-------- Source records --------

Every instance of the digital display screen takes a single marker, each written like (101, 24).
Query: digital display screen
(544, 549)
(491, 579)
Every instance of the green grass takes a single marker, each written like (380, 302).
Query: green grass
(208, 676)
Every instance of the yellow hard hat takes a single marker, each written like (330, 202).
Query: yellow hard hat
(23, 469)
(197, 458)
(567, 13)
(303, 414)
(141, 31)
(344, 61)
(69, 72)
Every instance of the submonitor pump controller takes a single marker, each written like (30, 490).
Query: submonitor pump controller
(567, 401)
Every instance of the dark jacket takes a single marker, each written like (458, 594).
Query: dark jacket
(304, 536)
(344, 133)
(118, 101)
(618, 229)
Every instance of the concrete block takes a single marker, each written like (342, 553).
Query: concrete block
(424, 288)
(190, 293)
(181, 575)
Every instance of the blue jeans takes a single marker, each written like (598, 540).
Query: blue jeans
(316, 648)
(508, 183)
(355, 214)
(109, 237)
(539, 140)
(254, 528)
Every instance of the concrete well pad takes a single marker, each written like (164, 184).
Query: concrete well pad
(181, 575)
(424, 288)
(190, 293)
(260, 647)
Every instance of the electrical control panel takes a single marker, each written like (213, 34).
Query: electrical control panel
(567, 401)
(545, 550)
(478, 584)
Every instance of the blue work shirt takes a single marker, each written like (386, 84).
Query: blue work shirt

--------

Do this:
Everything from the line containing "Every instance of the green" to the last line of the entries above should be quoted exactly, and only that.

Correct result:
Every instance of the green grass takes a single marker, each written like (380, 302).
Query: green grass
(208, 676)
Every instance of the yellow hard hat takes a single marker, each written like (330, 202).
Query: yellow hard hat
(23, 469)
(197, 458)
(567, 13)
(303, 414)
(141, 31)
(344, 61)
(69, 72)
Every instance of the submonitor pump controller takes a single marker, each written like (30, 490).
Query: submonitor pump controller
(567, 401)
Every instance of the dark jacket takes a single marker, each written like (458, 594).
Query: dark jacket
(304, 536)
(344, 133)
(118, 101)
(618, 229)
Every instance of the concrete block takes a single marker, each written like (342, 553).
Query: concrete block
(424, 288)
(190, 293)
(181, 575)
Every instance of the blue jeans takes a single marker, each written like (598, 540).
Query: blue jeans
(316, 648)
(508, 183)
(355, 214)
(109, 237)
(539, 140)
(254, 528)
Every instance of the concrete well pad takes a single marker, each written like (164, 184).
Query: concrete well pad
(181, 575)
(424, 288)
(190, 293)
(260, 647)
Every instance of the electrical control panel takes a single marker, each written like (213, 34).
Query: electrical control panel
(567, 401)
(545, 550)
(478, 584)
Every instance of the blue work shirt takes a single marker, each written like (386, 84).
Query: blue work shirt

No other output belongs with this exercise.